Task statement: Swap every "instance" in the items below for "occurrence", and reproduce everything else unchanged.

-- BEGIN --

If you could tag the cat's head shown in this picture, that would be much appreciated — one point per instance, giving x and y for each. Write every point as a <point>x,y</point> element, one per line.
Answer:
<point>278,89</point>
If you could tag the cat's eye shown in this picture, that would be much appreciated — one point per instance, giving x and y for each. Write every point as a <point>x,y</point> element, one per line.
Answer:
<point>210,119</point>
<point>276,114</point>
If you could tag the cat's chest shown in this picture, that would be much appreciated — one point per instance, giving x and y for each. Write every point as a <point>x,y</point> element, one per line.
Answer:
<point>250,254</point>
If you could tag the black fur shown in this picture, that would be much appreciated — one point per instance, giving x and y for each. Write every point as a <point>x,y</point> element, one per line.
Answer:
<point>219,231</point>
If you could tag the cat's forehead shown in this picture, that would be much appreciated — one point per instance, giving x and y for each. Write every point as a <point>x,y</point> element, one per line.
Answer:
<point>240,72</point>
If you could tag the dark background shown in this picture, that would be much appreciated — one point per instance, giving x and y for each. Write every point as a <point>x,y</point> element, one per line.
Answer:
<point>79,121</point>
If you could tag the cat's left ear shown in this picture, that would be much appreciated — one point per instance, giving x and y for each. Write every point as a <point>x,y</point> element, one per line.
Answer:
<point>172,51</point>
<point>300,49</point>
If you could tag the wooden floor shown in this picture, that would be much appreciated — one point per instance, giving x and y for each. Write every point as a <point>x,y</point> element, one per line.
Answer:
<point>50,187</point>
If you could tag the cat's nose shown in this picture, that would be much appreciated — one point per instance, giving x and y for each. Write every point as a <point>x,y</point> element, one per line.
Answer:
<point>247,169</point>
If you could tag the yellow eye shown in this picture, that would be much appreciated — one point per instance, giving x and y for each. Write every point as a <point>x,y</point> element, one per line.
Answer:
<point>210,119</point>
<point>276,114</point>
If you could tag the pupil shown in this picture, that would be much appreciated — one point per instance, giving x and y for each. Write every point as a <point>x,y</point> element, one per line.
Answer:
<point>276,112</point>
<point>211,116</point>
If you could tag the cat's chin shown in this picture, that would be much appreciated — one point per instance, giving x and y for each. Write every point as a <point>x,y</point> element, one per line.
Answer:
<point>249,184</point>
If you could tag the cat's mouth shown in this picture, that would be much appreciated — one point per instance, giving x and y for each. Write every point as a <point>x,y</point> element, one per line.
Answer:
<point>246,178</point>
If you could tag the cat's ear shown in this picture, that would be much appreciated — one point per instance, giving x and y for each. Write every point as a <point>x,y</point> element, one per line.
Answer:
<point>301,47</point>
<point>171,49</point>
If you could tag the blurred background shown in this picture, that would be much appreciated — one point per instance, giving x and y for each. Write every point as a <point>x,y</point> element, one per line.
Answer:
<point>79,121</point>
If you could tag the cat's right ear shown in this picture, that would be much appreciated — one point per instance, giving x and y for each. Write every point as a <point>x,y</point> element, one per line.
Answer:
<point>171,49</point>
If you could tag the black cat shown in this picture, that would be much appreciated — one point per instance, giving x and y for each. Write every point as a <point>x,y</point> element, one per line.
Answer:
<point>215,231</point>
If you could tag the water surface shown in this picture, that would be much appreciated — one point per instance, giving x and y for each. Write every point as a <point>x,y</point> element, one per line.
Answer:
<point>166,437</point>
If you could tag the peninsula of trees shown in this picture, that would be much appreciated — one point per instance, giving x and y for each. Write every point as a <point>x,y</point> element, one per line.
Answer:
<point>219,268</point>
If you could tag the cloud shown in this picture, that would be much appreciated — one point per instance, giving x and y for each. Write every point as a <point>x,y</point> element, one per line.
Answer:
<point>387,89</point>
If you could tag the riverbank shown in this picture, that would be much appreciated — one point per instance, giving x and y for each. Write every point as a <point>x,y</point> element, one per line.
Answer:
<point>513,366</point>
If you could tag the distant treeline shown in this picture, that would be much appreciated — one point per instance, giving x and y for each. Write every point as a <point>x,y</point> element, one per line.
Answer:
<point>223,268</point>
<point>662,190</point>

-- END --

In response:
If you could tag the cat's head shown in this picture, that would be much appreciated — one point per occurrence, giving x and y for each. Write every point as a <point>x,y</point> element, one per line.
Answer:
<point>278,89</point>
If you could tag the cat's eye shown in this picture, that would be much appreciated — one point per occurrence, giving x and y for each. Write every point as a <point>x,y</point> element, one per line.
Answer:
<point>210,119</point>
<point>276,114</point>
If you could tag the cat's chest shown in this picture, that would be much appreciated — one point per occurrence, giving x and y for each. Write every point as a <point>x,y</point> element, one per line.
Answer:
<point>250,254</point>
If you could tag the black fur shown in this picture, that would be much appreciated — one point per occurrence, giving x and y for each. Write every point as a <point>x,y</point> element, one per line.
Answer:
<point>219,231</point>
If you could tag the cat's forehead shown in this picture, that would be much appreciated — one point per occurrence, giving x and y for each. Write every point as a <point>x,y</point> element, one per line.
Answer:
<point>240,72</point>
If you could tag the dark background shown in this picture, that would be much appreciated — one point per occurrence, giving x and y for each. Write every point as a <point>x,y</point> element, one per line.
Answer:
<point>79,121</point>
If you could tag the cat's left ear shown in this picture, that would be much appreciated — one point per occurrence, giving x and y for each. Write every point as a <point>x,y</point> element, one per line.
Answer:
<point>172,51</point>
<point>300,49</point>
If you could tag the wooden floor shown in this picture, that would be much appreciated — one point per occurrence, giving x and y for each. Write every point as a <point>x,y</point> element, one per line.
Answer:
<point>50,187</point>
If you could tag the cat's nose shown in this picture, that would be much appreciated — one point per occurrence, giving x and y for each. Write every point as a <point>x,y</point> element, one per line.
Answer:
<point>247,169</point>
If you could tag the yellow eye shown in this picture, that would be much appreciated — one point per occurrence, giving x and y for each. Write every point as a <point>x,y</point> element, one per line.
Answer:
<point>210,119</point>
<point>276,114</point>
If you could tag the pupil shown in this picture, that would be much appreciated — one point per occurrence, giving x and y for each. Write every point as a <point>x,y</point> element, one per line.
Answer:
<point>276,112</point>
<point>211,116</point>
If you could tag the cat's chin shown in this picture, that would be much appreciated — one point per occurrence, giving x and y for each. Write every point as a <point>x,y</point> element, one per line.
Answer:
<point>249,184</point>
If you could tag the cat's mouth shown in this picture, that would be much appreciated — one point per occurrence, giving x and y for each. Write every point as a <point>x,y</point> element, one per line.
Answer:
<point>246,178</point>
If you could tag the cat's ear shown in this picture, that would be much appreciated — one point per occurrence, giving x and y for each. Write every point as a <point>x,y</point> element, one per line.
Answer:
<point>301,47</point>
<point>171,49</point>
If you could tag the blurred background shown in this picture, that would be much appreciated — one point per occurrence, giving x and y for each. Write every point as a <point>x,y</point> element, one per line.
Answer:
<point>79,121</point>
If you could tag the cat's right ear shown in this picture, that would be much appreciated — one point per occurrence, giving x and y for each. Write every point as a <point>x,y</point> element, one per line.
Answer:
<point>171,49</point>
If you could tag the black cat shown in this picture, that would be much appreciated — one point per occurrence, giving x and y for each. Write every point as a <point>x,y</point> element, one per line.
Answer:
<point>215,231</point>
If you could tag the water surface shown in this picture, that would be much appreciated — one point per occurrence, giving x and y for each. Write every point as a <point>x,y</point> element, one per line.
Answer:
<point>166,437</point>
If you could tag the peninsula of trees shown in this picture, that would be much appreciated — one point per occurrence, giving x and y for each. Write every point as a <point>x,y</point> element, one per line.
Answer:
<point>219,268</point>
If you could tag the cloud shown in this picture, that would be much appreciated — one point per occurrence, giving x and y for each. Write every point as a <point>x,y</point> element, one per line.
Answer:
<point>387,89</point>
If you could tag the riverbank shown in this picture, that would be much appreciated — one point per occurrence, giving x and y for each. Write every point as a <point>x,y</point> element, one per line.
Answer:
<point>513,366</point>
If you could tag the distant treeline shown in this picture, that would be much appreciated — one point per occurrence, giving x and y for each. Write every point as a <point>x,y</point> element, one per line.
Answer:
<point>223,268</point>
<point>662,190</point>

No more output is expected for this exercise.